- **Page**

_ _ _ _ _

Inventory levels of heating oil and diesel.

Throughout the year the growing demand for diesel fuel in many regions of the world that are now exports targets for US refiners.

The state of the gasoline market in the US.

Crude oil balances and geopolitics and the impact it has on refiner’s crude oil costs.

Other weather events like hurricanes.

Scheduled and unscheduled refinery interruptions.

First let’s quickly discuss what the HO crack spread is and is not. It is not an absolute measure of refinery margins in the US as the HO portion is a wholesale price in New York Harbor as traded on the NYMEX division of CME while the WTI crude oil is price is a spot prices based in Cushing, Oklahoma. It does not include any refinery costs or location adjustments. It is a gross representation of the direction of the distillate component of refinery margins against WTI crude oil – one of the many, many crude oils that the US refiners actually process in their refineries. Simply put, when the HO crack spread is trending higher it means refiners are making more money processing crude oil to make distillate fuel and when the spread is trending lower they are making less money.

With this in mind, the following chart shows the NYMEX HO crack spread plotted on a seasonal chart along with the latest five year average and the highs and lows that occurred when the calculations for the five year period performed.

Source: NYMEX ULSD Historical Data

This is what is categorized as an inter-market spread with reduced trading margins compared to trading the flat price for either of these commodities. This weekly chart clearly shows a modest level of volatility as well as the trending nature of this spread. It also shows the seasonality of the spread with the high points generally hit during the so called official winter heating season (October through March) with the lows generally occurring during the summer months or during the gasoline driving season.

Certainly during the heating season the direction of the spread is going to be primarily driven by the winter weather and thus heating demand for heating fuels in both the US and Europe. During the heating season oil will flow between these two regions depending on the weather and demand for heating oil in each of the respective areas.

In the US the majority of the heating oil consumed for space heating is in the Northeast with minimal quantities consumed in other regions of the US. Thus when evaluating the spread during the winter months, the weather along the northeast coast is important. Also keep in mind New York, which represents almost 1/3 of the Northeast heating oil market, now requires ultra-low sulfur fuel (15 PPM) as reported by the U.S. Energy Information.

The following chart compares the spot NYMEXHO Crack spread with the weekly HO inventories along the East Coast of the US – the primary HO market in the US.

Source: Chart provided by DTN

As shown on the chart, there is a relatively strong inverse correlation between HO inventory levels along the east coast with the performance of the HO crack spread. As HO inventories rise the crack narrows and when stocks decline the crack has a tendency to widen. As expected the strongest correlations tend to be during the so called official winter heating season.

In addition the temperatures forecasts for Europe are also very important. These forecasts do impact the short term direction of the spread and add to the volatility of the crack spread in the short to medium term.

_ _ _ _ _

Dataset items:
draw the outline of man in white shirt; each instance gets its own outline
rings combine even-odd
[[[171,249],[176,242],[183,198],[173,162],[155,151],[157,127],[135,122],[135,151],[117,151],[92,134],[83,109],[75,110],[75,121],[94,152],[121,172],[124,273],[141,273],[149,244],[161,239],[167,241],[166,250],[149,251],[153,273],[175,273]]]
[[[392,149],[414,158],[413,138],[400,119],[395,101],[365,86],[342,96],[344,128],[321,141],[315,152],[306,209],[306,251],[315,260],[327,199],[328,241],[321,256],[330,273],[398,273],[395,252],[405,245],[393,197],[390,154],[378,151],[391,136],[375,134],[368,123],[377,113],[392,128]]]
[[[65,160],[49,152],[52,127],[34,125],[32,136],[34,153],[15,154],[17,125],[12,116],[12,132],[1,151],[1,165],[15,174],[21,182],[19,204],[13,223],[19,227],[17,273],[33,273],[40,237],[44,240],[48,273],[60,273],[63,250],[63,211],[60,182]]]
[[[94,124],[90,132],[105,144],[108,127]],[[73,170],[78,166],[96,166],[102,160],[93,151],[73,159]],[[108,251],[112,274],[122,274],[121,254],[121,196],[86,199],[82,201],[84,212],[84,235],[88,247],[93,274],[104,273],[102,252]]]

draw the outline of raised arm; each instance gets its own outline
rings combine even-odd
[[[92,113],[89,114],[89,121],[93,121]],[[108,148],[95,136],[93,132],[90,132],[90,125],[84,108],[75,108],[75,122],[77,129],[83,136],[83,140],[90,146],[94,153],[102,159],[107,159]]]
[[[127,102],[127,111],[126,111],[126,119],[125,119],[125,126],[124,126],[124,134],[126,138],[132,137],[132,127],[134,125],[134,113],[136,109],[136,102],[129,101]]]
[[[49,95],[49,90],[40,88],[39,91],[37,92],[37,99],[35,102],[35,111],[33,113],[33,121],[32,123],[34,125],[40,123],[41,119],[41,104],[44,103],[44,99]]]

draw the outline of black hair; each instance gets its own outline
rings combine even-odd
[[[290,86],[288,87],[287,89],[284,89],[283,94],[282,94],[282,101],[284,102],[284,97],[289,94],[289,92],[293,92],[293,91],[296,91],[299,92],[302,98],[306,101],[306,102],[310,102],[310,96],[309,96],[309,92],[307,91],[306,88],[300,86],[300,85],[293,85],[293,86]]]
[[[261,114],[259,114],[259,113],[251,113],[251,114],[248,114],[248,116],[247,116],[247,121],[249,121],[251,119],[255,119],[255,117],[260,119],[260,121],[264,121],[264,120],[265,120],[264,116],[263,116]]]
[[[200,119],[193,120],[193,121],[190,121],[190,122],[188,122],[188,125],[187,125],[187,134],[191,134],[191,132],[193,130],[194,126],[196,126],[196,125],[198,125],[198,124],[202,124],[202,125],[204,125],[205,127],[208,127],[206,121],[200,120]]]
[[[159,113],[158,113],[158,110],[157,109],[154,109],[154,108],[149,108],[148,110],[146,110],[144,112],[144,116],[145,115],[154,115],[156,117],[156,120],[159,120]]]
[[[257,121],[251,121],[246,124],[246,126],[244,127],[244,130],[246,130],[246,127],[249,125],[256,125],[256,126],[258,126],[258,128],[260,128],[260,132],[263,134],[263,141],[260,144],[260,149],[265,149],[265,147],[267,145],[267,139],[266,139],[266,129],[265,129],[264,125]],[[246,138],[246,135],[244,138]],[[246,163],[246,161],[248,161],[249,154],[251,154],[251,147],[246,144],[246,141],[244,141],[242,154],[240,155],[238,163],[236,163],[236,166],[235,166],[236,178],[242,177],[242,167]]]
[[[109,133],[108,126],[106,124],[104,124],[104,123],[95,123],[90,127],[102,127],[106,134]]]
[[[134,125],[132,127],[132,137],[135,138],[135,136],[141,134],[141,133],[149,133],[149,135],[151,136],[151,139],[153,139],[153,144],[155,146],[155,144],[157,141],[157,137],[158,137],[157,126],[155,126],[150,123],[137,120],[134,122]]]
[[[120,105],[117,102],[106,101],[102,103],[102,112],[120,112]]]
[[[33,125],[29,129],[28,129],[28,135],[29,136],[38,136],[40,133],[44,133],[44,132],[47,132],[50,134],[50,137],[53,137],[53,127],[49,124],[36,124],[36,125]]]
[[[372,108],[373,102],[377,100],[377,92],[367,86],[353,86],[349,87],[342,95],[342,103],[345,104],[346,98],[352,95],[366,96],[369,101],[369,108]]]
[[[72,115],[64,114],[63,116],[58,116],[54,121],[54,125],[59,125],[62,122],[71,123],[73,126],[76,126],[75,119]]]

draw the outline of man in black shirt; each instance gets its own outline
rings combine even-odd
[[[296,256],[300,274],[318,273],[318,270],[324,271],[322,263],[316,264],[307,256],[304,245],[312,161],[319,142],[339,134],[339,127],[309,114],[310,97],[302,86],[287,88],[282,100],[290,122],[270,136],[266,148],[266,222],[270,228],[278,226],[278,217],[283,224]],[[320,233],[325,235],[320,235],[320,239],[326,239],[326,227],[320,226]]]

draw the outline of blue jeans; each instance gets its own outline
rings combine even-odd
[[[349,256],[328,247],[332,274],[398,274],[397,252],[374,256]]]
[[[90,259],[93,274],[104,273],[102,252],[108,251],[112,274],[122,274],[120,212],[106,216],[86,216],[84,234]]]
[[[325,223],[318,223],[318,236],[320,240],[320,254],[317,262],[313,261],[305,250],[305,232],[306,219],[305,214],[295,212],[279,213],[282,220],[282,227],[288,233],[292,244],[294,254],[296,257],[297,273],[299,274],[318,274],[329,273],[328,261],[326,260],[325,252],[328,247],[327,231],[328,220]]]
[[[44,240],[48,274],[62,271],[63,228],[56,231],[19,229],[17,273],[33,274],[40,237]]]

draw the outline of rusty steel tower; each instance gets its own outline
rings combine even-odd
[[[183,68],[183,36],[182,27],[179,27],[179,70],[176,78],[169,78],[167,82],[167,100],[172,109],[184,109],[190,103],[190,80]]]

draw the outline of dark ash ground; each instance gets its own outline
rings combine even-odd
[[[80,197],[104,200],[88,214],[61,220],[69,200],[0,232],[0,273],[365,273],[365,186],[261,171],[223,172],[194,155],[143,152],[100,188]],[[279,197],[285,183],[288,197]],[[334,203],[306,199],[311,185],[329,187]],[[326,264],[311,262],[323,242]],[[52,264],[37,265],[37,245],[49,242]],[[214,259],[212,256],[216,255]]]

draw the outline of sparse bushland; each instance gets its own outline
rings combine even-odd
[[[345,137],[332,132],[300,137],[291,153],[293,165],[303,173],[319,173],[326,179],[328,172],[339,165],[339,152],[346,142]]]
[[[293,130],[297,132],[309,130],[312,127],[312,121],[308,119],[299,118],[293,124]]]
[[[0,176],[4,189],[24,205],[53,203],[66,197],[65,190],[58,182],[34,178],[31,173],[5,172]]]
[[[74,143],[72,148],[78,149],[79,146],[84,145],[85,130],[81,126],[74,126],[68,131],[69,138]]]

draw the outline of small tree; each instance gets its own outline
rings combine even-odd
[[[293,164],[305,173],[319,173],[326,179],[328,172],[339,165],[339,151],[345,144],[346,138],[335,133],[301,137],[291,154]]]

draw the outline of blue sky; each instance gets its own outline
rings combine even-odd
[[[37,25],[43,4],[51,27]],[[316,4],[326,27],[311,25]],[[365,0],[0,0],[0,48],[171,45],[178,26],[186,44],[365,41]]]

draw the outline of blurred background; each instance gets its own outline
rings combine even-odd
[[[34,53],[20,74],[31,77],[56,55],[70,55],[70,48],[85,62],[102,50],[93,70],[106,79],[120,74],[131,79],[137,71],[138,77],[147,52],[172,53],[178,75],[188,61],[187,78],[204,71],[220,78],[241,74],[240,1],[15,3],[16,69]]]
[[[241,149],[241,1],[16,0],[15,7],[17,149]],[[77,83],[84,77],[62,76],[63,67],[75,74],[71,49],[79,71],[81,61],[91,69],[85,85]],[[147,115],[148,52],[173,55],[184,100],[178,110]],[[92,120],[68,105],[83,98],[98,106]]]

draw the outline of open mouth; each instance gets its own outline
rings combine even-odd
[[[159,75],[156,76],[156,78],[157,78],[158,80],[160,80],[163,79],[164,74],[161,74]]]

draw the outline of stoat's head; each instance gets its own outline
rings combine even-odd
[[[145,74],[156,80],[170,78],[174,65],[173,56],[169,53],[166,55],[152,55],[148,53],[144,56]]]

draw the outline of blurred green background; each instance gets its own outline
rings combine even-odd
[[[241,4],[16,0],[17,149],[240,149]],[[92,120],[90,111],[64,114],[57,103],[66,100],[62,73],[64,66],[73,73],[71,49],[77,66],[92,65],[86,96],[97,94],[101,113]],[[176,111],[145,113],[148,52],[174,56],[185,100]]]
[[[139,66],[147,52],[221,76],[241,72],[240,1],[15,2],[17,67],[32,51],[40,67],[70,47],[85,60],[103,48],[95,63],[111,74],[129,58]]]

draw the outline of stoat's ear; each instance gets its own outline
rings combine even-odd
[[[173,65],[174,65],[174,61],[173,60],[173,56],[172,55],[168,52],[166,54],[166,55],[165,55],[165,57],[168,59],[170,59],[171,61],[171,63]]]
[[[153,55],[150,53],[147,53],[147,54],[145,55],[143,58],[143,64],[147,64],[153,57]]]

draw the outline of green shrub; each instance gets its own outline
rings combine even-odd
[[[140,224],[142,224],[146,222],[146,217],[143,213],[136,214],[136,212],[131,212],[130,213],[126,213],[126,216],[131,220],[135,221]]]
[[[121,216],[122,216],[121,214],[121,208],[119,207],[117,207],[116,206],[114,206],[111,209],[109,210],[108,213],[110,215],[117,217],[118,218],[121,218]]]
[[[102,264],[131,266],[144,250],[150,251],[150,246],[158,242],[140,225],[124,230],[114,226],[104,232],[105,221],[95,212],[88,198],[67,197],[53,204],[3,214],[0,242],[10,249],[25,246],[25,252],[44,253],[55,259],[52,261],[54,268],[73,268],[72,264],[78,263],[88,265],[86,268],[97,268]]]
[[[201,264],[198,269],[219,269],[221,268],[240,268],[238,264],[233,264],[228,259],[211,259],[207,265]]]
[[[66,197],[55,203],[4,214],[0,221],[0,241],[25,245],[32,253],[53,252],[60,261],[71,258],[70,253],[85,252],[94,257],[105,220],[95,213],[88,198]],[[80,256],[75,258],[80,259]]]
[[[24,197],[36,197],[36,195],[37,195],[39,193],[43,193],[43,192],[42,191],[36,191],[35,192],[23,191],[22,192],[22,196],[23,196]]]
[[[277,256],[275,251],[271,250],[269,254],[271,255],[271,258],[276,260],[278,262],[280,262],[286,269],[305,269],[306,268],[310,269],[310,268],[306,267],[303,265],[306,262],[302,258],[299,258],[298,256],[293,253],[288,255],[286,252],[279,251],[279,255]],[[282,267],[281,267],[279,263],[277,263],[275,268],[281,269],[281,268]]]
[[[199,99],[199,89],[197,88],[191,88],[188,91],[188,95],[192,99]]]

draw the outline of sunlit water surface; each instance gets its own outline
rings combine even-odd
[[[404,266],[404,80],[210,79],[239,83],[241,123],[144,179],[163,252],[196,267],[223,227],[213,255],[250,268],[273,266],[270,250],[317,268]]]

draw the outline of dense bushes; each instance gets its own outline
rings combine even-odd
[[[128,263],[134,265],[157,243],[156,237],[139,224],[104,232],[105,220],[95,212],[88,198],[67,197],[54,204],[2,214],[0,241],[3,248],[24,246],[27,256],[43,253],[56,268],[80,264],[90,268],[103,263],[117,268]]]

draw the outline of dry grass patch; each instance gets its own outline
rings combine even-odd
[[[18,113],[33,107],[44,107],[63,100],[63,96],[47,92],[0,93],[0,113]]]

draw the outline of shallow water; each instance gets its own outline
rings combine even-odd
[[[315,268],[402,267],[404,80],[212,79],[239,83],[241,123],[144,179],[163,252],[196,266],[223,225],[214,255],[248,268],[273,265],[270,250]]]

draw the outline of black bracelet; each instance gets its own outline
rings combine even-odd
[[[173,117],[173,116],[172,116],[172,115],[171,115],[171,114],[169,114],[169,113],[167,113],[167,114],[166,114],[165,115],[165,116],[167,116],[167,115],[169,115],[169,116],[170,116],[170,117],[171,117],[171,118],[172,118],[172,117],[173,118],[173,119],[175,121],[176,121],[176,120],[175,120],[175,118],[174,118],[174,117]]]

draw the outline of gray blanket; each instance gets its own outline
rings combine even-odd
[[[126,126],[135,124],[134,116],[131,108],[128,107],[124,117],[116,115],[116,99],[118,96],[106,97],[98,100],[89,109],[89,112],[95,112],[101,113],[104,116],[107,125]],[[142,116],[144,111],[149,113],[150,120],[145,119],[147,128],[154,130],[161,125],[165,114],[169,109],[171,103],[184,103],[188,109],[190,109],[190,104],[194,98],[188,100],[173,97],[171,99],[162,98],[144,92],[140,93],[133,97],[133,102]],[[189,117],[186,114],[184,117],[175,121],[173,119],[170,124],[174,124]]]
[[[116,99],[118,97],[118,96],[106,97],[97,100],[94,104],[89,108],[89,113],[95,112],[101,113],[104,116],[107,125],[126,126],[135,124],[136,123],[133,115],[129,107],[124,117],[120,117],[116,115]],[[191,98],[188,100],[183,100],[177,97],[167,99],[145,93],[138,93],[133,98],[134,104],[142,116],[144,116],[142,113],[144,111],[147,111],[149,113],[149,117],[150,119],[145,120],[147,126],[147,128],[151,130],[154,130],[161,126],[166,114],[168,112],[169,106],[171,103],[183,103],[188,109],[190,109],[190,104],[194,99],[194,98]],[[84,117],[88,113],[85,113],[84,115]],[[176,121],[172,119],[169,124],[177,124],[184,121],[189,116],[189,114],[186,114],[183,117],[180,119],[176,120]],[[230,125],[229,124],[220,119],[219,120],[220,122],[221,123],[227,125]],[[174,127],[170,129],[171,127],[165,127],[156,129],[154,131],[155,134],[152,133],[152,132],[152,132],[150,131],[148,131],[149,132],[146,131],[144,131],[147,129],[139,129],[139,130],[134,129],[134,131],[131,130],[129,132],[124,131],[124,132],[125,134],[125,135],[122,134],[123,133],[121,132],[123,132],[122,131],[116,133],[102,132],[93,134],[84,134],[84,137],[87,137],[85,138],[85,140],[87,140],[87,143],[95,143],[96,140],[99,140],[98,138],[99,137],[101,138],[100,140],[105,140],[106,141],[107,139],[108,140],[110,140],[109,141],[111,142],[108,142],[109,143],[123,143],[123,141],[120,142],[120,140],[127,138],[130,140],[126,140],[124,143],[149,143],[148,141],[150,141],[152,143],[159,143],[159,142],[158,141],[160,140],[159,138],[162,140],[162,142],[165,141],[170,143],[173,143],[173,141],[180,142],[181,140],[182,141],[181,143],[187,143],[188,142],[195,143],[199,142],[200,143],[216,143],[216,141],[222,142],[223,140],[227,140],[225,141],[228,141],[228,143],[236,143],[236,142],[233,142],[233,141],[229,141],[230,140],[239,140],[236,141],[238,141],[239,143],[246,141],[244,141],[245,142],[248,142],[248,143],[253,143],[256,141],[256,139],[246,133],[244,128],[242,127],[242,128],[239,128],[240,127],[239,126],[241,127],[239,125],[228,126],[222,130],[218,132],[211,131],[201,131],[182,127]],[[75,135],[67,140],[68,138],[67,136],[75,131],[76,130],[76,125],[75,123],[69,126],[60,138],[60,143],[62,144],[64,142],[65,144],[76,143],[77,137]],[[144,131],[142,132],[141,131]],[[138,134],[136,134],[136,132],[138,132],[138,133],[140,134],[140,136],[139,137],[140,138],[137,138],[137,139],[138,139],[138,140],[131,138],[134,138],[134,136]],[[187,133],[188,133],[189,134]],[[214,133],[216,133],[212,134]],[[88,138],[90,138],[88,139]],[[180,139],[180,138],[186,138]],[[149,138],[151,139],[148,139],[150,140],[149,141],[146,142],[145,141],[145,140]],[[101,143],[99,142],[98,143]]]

_ _ _ _ _

- **Required work**
#1 Answer these questions about the text on the heating oil crack spread:
(a) Where is the WTI crude oil spot price based?
(b) Which months make up the official winter heating season?
(c) In which region of the US is most heating oil for space heating consumed?
#2 Retype the text on the heating oil crack spread, everything from "Scheduled and unscheduled" down to "making less money.".

- **Results for the exercise**
#1
(a) Cushing, Oklahoma.
(b) October through March.
(c) The Northeast.

#2
Scheduled and unscheduled refinery interruptions.

First let’s quickly discuss what the HO crack spread is and is not. It is not an absolute measure of refinery margins in the US as the HO portion is a wholesale price in New York Harbor as traded on the NYMEX division of CME while the WTI crude oil is price is a spot prices based in Cushing, Oklahoma. It does not include any refinery costs or location adjustments. It is a gross representation of the direction of the distillate component of refinery margins against WTI crude oil – one of the many, many crude oils that the US refiners actually process in their refineries. Simply put, when the HO crack spread is trending higher it means refiners are making more money processing crude oil to make distillate fuel and when the spread is trending lower they are making less money.